#### [WHAT YOU SHOULD DO]
Render every line of the rows below as a JSON list of strings, one string per line, leaving out blank lines.

* START THE INPUT *

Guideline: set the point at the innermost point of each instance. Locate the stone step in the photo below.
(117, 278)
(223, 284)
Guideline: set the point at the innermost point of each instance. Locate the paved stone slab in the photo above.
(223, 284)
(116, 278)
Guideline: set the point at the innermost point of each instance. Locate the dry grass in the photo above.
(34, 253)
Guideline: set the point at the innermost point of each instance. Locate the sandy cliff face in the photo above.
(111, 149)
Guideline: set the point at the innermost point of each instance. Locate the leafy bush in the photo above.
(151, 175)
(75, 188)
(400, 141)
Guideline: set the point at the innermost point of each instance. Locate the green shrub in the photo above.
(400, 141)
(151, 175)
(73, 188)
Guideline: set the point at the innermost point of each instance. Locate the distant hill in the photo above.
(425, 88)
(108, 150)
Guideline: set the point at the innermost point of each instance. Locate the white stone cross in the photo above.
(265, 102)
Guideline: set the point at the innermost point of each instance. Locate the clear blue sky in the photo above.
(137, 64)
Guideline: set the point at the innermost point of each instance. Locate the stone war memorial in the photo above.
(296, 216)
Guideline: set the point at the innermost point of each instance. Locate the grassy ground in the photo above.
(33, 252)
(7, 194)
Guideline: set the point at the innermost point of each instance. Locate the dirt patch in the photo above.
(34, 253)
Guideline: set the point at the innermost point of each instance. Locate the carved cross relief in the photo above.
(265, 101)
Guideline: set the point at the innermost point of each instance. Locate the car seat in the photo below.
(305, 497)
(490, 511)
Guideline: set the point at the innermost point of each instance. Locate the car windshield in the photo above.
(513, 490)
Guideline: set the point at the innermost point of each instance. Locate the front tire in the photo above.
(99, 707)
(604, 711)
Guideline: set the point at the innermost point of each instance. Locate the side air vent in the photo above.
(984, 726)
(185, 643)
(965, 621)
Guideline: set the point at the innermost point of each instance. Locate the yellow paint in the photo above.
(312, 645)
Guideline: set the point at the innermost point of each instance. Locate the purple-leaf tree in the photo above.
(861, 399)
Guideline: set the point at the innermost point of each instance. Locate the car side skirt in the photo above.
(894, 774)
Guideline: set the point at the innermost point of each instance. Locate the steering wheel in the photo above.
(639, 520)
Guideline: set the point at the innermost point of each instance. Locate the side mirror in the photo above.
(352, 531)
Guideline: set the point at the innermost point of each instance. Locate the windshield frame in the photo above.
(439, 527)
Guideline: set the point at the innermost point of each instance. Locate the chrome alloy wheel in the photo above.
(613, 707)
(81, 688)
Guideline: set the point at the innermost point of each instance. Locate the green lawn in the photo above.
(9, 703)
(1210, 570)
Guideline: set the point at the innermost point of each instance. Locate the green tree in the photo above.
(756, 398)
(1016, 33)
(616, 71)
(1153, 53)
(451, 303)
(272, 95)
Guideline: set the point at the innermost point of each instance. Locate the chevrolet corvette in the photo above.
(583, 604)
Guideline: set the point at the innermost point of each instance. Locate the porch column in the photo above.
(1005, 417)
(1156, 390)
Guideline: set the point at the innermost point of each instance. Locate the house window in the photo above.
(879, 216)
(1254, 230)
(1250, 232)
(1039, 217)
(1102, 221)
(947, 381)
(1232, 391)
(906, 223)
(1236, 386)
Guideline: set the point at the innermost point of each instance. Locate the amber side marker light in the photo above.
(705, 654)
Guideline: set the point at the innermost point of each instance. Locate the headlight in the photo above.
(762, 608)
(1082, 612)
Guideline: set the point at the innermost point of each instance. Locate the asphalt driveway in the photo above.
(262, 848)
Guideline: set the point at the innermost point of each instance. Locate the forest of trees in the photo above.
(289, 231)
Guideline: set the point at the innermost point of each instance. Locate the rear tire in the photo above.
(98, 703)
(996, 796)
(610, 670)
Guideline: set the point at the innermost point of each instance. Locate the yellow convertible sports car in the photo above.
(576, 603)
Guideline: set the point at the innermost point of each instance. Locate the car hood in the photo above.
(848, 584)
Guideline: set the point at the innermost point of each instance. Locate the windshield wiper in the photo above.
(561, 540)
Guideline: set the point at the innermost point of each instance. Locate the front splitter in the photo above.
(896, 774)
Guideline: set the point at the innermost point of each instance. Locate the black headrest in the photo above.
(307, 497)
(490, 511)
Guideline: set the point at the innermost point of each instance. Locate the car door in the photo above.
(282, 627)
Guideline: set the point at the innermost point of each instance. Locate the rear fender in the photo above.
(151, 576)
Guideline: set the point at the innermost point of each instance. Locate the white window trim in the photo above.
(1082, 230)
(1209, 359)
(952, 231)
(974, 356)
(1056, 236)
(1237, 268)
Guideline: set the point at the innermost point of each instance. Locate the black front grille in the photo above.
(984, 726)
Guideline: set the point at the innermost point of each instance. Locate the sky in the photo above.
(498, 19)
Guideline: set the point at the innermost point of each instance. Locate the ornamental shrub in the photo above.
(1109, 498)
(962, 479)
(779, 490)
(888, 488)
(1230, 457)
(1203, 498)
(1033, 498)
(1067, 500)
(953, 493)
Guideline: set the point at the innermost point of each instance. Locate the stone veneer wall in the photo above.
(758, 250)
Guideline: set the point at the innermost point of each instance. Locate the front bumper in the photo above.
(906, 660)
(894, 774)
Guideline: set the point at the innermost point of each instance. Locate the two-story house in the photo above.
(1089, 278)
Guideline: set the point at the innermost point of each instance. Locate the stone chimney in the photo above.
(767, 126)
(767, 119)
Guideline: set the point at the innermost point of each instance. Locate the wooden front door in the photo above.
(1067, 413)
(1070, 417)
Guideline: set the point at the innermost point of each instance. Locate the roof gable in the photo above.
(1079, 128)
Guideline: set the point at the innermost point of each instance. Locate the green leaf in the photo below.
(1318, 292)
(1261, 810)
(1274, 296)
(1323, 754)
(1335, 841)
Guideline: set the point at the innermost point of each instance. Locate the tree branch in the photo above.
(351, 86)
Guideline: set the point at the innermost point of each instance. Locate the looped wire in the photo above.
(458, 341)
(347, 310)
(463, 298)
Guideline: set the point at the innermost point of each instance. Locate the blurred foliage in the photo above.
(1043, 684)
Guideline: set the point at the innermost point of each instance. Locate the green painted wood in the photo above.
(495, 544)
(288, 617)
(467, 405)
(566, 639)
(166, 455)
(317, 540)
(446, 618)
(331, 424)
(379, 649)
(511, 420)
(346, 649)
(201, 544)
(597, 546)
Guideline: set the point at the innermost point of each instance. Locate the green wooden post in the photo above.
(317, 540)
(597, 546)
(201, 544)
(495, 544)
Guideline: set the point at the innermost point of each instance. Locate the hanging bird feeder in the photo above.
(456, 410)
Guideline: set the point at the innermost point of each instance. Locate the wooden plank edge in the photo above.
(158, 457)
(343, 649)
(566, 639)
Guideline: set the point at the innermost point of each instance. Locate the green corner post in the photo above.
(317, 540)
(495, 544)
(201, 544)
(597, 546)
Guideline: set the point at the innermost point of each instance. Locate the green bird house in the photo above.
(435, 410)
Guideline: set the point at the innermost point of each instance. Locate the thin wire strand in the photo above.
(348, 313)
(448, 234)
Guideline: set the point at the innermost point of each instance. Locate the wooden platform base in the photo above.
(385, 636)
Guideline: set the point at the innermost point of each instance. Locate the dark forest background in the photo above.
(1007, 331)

* END THE INPUT *

#### [EXERCISE ANSWER]
[
  "Guideline: set the point at the innermost point of each instance. Locate the stone step in the photo below.",
  "(117, 278)",
  "(223, 284)",
  "Guideline: set the point at the innermost point of each instance. Locate the paved stone slab in the photo above.",
  "(223, 284)",
  "(116, 278)",
  "Guideline: set the point at the innermost point of each instance. Locate the dry grass in the photo above.",
  "(34, 253)",
  "Guideline: set the point at the innermost point of each instance. Locate the sandy cliff face in the photo above.",
  "(111, 149)",
  "Guideline: set the point at the innermost point of each instance. Locate the leafy bush in the photo above.",
  "(151, 175)",
  "(75, 188)",
  "(400, 141)",
  "Guideline: set the point at the innermost point of each instance. Locate the green shrub in the photo above.",
  "(400, 141)",
  "(151, 175)",
  "(73, 188)",
  "Guideline: set the point at the innermost point of each instance. Locate the distant hill in the photo above.",
  "(425, 88)",
  "(108, 150)",
  "Guideline: set the point at the innermost point of each instance. Locate the white stone cross in the photo above.",
  "(265, 102)",
  "Guideline: set the point at the innermost point of each instance. Locate the clear blue sky in the photo above.",
  "(137, 64)",
  "Guideline: set the point at the innermost point of each instance. Locate the stone war memorial in the photo above.",
  "(296, 216)",
  "Guideline: set the point at the innermost point of each instance. Locate the grassy ground in the photo above.",
  "(33, 252)",
  "(7, 194)",
  "Guideline: set the point at the innermost point of each instance. Locate the dirt patch in the photo above.",
  "(34, 253)",
  "Guideline: set the point at the innermost point of each instance. Locate the carved cross relief in the photo above.",
  "(265, 101)",
  "Guideline: set the point at the innermost point of each instance. Locate the car seat in the photo below.",
  "(305, 497)",
  "(490, 511)",
  "Guideline: set the point at the innermost point of each instance. Locate the car windshield in the photo above.",
  "(513, 490)",
  "Guideline: set the point at the innermost point of each instance. Locate the front tire in the photo above.",
  "(99, 707)",
  "(604, 711)",
  "Guideline: set the point at the innermost point of each instance. Locate the side air vent in the photo above.",
  "(984, 726)",
  "(185, 643)",
  "(965, 621)",
  "Guideline: set the point at the innermost point of each instance. Locate the yellow paint in the photo above.",
  "(312, 645)",
  "Guideline: set the point at the innermost point of each instance. Locate the purple-leaf tree in the photo above.",
  "(861, 399)",
  "Guideline: set the point at the innermost point of each instance. Locate the car side skirt in the photo above.",
  "(894, 774)",
  "Guideline: set the point at the innermost point of each instance. Locate the steering wheel in the photo above.",
  "(639, 520)",
  "Guideline: set the point at the innermost point of each instance. Locate the side mirror in the photo above.",
  "(352, 531)",
  "Guideline: set the point at the innermost point of each instance. Locate the windshield frame in the photo above.",
  "(439, 527)",
  "Guideline: set the point at the innermost point of each instance. Locate the chrome alloy wheel in the photo above.",
  "(613, 707)",
  "(81, 688)",
  "Guideline: set the point at the innermost point of each instance. Locate the green lawn in the photo above.",
  "(9, 703)",
  "(1210, 570)",
  "Guideline: set the point at the innermost point of each instance. Locate the green tree in the photo above.",
  "(756, 398)",
  "(1016, 33)",
  "(616, 71)",
  "(1153, 53)",
  "(451, 303)",
  "(272, 95)",
  "Guideline: set the point at the innermost point of each instance. Locate the chevrolet corvette in the photo above.",
  "(583, 604)",
  "Guideline: set the point at the innermost point of each instance. Locate the porch column in the photo above.",
  "(1005, 417)",
  "(1156, 390)",
  "Guideline: set the point at the innermost point of each instance. Locate the house window in the photo above.",
  "(879, 216)",
  "(1254, 230)",
  "(1250, 232)",
  "(1039, 217)",
  "(1102, 221)",
  "(947, 381)",
  "(1232, 391)",
  "(906, 223)",
  "(1236, 386)",
  "Guideline: set the point at the innermost point of each instance. Locate the amber side marker light in the photo above.",
  "(705, 654)",
  "Guideline: set the point at the innermost point of each instance. Locate the headlight in the photo above.",
  "(762, 608)",
  "(1082, 612)",
  "Guideline: set the point at the innermost point of each instance. Locate the asphalt driveway in the photo above.",
  "(262, 848)",
  "Guideline: set the point at the innermost point of each instance. Locate the forest of trees in the photo above.",
  "(289, 231)",
  "Guideline: set the point at the innermost point of each instance. Locate the rear tire in the photo above.",
  "(98, 703)",
  "(996, 796)",
  "(610, 670)",
  "Guideline: set the point at the innermost point of each instance. Locate the yellow convertible sports car in the photo above.",
  "(576, 603)",
  "Guideline: set the point at the innermost point of each instance. Locate the car hood in the photo above.",
  "(848, 584)",
  "Guideline: set the point at the innermost point of each instance. Locate the windshield wiper in the photo above.",
  "(561, 540)",
  "Guideline: set the point at the innermost point of each instance. Locate the front splitter in the photo above.",
  "(896, 774)",
  "Guideline: set the point at the innermost point of each instance. Locate the black headrest in the photo above.",
  "(307, 497)",
  "(490, 511)",
  "Guideline: set the point at the innermost point of each instance. Locate the car door in the photo above.",
  "(282, 627)",
  "Guideline: set the point at the innermost point of each instance. Locate the rear fender in the photo above.",
  "(151, 576)",
  "Guideline: set the point at the innermost point of each instance. Locate the white window trim in the photo above.",
  "(1082, 230)",
  "(1209, 359)",
  "(952, 231)",
  "(974, 356)",
  "(1056, 236)",
  "(1237, 268)",
  "Guideline: set the point at the innermost point of each instance. Locate the black front grille in the photo above.",
  "(984, 726)",
  "Guideline: set the point at the innermost point of each instance. Locate the sky in the photo above.",
  "(498, 19)",
  "Guideline: set the point at the innermost point of each instance. Locate the ornamental shrub in the photo above.",
  "(1109, 498)",
  "(962, 479)",
  "(779, 490)",
  "(888, 488)",
  "(1230, 457)",
  "(1203, 498)",
  "(1033, 498)",
  "(1067, 500)",
  "(953, 493)",
  "Guideline: set the point at the innermost point of each instance. Locate the stone veneer wall in the photo above.",
  "(758, 250)",
  "Guideline: set the point at the innermost point of each instance. Locate the front bumper in the photo above.",
  "(906, 660)",
  "(894, 774)",
  "Guideline: set the point at the innermost point of each instance. Locate the two-story house in the photo above.",
  "(1089, 278)",
  "Guideline: set the point at the innermost point of each instance. Locate the stone chimney in the photo above.",
  "(767, 126)",
  "(767, 119)",
  "Guideline: set the point at the innermost point of each instance. Locate the wooden front door in the photo above.",
  "(1067, 413)",
  "(1070, 417)",
  "Guideline: set the point at the innermost point of each instance. Locate the roof gable in the photo above.",
  "(1079, 128)",
  "Guideline: set the point at the innermost point of each instance. Locate the green leaf in the photo below.",
  "(1318, 292)",
  "(1261, 810)",
  "(1274, 296)",
  "(1323, 754)",
  "(1335, 841)",
  "Guideline: set the point at the innermost point of each instance. Locate the tree branch in the photo above.",
  "(351, 86)",
  "Guideline: set the point at the innermost point of each instance. Locate the looped wire in the photo above.",
  "(458, 341)",
  "(347, 310)",
  "(463, 298)",
  "Guideline: set the point at the innermost point of each instance. Locate the blurred foliage in the photo above.",
  "(1043, 684)",
  "Guideline: set the point at the innermost point of each instance. Locate the green painted wood in the photo above.",
  "(495, 544)",
  "(288, 617)",
  "(467, 405)",
  "(566, 639)",
  "(166, 455)",
  "(317, 540)",
  "(446, 618)",
  "(331, 424)",
  "(379, 649)",
  "(511, 420)",
  "(346, 649)",
  "(201, 544)",
  "(597, 546)",
  "Guideline: set the point at the innermost point of each instance. Locate the green wooden post in the photo above.",
  "(317, 540)",
  "(597, 546)",
  "(201, 544)",
  "(495, 544)",
  "Guideline: set the point at the innermost point of each instance. Locate the hanging bird feeder in the photo above.",
  "(456, 410)",
  "Guideline: set the point at the innermost point of each instance. Locate the wooden plank edge in the photo above.",
  "(158, 457)",
  "(343, 649)",
  "(566, 639)",
  "Guideline: set the point at the innermost point of each instance. Locate the green corner post in the photo above.",
  "(317, 540)",
  "(495, 544)",
  "(201, 544)",
  "(597, 546)",
  "Guideline: set the point at the innermost point of each instance. Locate the green bird house in the photo above.",
  "(435, 410)",
  "Guideline: set the point at the innermost point of each instance. Locate the thin wire strand in the photo above.",
  "(348, 313)",
  "(448, 234)",
  "Guideline: set the point at the innermost point of each instance. Locate the wooden platform base in the photo above.",
  "(385, 636)",
  "Guideline: set the point at the innermost point of each instance. Locate the dark forest background in the photo above.",
  "(1007, 331)"
]